> WHAT IS EXPECTED: Please convert every line of the entries below into a Markdown table with two columns, Row and Entry line. Number the rows in order and leave out the blank lines.

> Entries from a dataset:
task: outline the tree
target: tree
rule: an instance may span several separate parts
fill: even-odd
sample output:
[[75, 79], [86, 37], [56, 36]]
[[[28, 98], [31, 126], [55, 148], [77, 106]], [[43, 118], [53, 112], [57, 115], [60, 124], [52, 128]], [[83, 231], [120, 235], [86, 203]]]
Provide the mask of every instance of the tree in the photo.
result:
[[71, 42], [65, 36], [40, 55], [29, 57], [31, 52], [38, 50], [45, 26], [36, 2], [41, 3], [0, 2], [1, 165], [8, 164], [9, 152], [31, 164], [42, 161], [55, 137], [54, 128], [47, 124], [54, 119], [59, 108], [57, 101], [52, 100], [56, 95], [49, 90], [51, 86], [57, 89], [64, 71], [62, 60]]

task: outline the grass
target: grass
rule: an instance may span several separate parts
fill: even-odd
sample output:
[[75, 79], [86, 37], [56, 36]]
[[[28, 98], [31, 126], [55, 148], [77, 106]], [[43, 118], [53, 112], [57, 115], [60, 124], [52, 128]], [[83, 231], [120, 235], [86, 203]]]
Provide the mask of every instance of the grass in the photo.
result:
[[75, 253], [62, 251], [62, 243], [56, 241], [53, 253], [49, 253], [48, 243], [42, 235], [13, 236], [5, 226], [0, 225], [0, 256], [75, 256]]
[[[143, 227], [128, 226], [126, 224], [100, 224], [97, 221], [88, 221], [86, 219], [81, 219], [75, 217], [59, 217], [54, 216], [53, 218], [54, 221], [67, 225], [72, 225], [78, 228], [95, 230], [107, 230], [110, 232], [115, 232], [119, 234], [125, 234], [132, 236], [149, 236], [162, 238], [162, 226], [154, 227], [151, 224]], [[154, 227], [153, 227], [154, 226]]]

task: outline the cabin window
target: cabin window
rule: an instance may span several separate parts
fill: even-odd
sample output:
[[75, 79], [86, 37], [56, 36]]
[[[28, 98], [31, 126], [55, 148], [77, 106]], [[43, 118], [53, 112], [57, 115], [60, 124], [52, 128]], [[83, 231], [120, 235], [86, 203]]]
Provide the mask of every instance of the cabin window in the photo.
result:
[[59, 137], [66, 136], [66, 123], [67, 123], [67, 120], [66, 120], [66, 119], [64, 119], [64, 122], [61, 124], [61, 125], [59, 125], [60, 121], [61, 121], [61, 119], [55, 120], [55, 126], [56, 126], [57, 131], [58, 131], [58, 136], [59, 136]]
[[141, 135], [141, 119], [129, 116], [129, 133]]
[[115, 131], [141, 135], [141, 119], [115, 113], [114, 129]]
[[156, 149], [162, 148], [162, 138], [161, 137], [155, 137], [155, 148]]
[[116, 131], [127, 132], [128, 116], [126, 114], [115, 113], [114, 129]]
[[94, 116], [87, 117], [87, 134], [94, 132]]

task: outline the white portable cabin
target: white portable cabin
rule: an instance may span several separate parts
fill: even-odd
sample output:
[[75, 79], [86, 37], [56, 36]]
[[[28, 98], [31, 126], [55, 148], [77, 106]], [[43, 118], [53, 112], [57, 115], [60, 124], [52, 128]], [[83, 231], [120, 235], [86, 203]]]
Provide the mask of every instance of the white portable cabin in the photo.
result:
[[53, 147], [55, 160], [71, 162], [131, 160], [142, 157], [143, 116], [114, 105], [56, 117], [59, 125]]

> FULL ANSWER:
| Row | Entry line |
|---|---|
| 1 | task: outline the tree |
| 2 | target: tree |
| 3 | rule: an instance may span several separate parts |
| 4 | fill: even-odd |
| 5 | sample output: |
| 6 | [[75, 79], [86, 37], [56, 36]] |
| 7 | [[[28, 98], [31, 126], [55, 148], [77, 106]], [[43, 118], [53, 112], [57, 115], [60, 124], [52, 128]], [[83, 231], [120, 235], [86, 203]]] |
| 8 | Provide the mask of every instance of the tree in the photo. |
| 9 | result: |
| 10 | [[71, 42], [65, 36], [40, 55], [29, 57], [31, 52], [38, 50], [45, 26], [36, 2], [41, 3], [0, 2], [1, 165], [8, 164], [9, 152], [31, 164], [42, 161], [55, 137], [54, 128], [47, 124], [54, 119], [59, 108], [57, 101], [52, 100], [56, 95], [49, 90], [51, 86], [57, 89], [64, 71], [62, 60]] |
| 11 | task: outline the grass |
| 12 | target: grass |
| 13 | rule: an instance may span several separate parts |
| 14 | fill: even-odd |
| 15 | sample output: |
| 16 | [[75, 79], [86, 37], [56, 36]] |
| 17 | [[[28, 98], [31, 126], [55, 148], [77, 106]], [[43, 118], [53, 112], [57, 115], [60, 124], [52, 128]], [[83, 231], [120, 235], [86, 203]]] |
| 18 | Provide the mask of every instance of the grass in the photo. |
| 19 | result: |
| 20 | [[75, 253], [62, 251], [62, 243], [56, 241], [53, 253], [49, 253], [48, 243], [42, 235], [13, 236], [5, 226], [0, 225], [0, 256], [75, 256]] |
| 21 | [[[143, 227], [128, 226], [126, 224], [100, 224], [97, 221], [88, 221], [86, 219], [81, 219], [75, 217], [59, 217], [54, 216], [53, 218], [54, 221], [67, 225], [72, 225], [78, 228], [95, 230], [107, 230], [110, 232], [115, 232], [119, 234], [125, 234], [132, 236], [149, 236], [162, 238], [162, 226], [154, 227], [151, 224]], [[154, 227], [153, 227], [154, 226]]] |
| 22 | task: outline the cabin window |
| 23 | target: cabin window |
| 24 | rule: an instance may span several separate parts |
| 25 | fill: even-odd |
| 26 | sample output: |
| 27 | [[75, 79], [86, 37], [56, 36]] |
| 28 | [[[28, 98], [31, 126], [55, 148], [77, 106]], [[43, 118], [53, 112], [57, 115], [60, 124], [52, 128]], [[83, 231], [120, 235], [86, 203]]] |
| 29 | Provide the mask of every instance of the cabin window in the photo. |
| 30 | result: |
| 31 | [[59, 137], [66, 136], [66, 123], [67, 123], [67, 120], [66, 120], [66, 119], [64, 119], [64, 122], [61, 124], [61, 125], [59, 125], [60, 121], [61, 121], [61, 119], [55, 120], [55, 126], [56, 126], [57, 131], [58, 131], [58, 136], [59, 136]] |
| 32 | [[141, 135], [141, 119], [129, 116], [129, 133]] |
| 33 | [[115, 131], [141, 135], [141, 119], [115, 113], [114, 129]] |
| 34 | [[156, 149], [162, 148], [162, 138], [161, 137], [155, 137], [155, 148]] |
| 35 | [[116, 131], [127, 132], [128, 116], [126, 114], [115, 113], [114, 129]] |
| 36 | [[94, 116], [87, 117], [87, 134], [94, 132]] |
| 37 | task: outline the white portable cabin |
| 38 | target: white portable cabin |
| 39 | rule: an instance may span several separate parts |
| 40 | fill: even-odd |
| 41 | sample output: |
| 42 | [[75, 79], [86, 37], [56, 36]] |
| 43 | [[[28, 98], [31, 126], [55, 148], [77, 106]], [[43, 118], [53, 112], [57, 115], [60, 124], [52, 128]], [[83, 231], [120, 235], [86, 203]]] |
| 44 | Provide the mask of every instance of the white portable cabin in the photo. |
| 45 | result: |
| 46 | [[53, 147], [55, 160], [71, 162], [131, 160], [142, 157], [143, 116], [114, 105], [56, 117], [59, 125]] |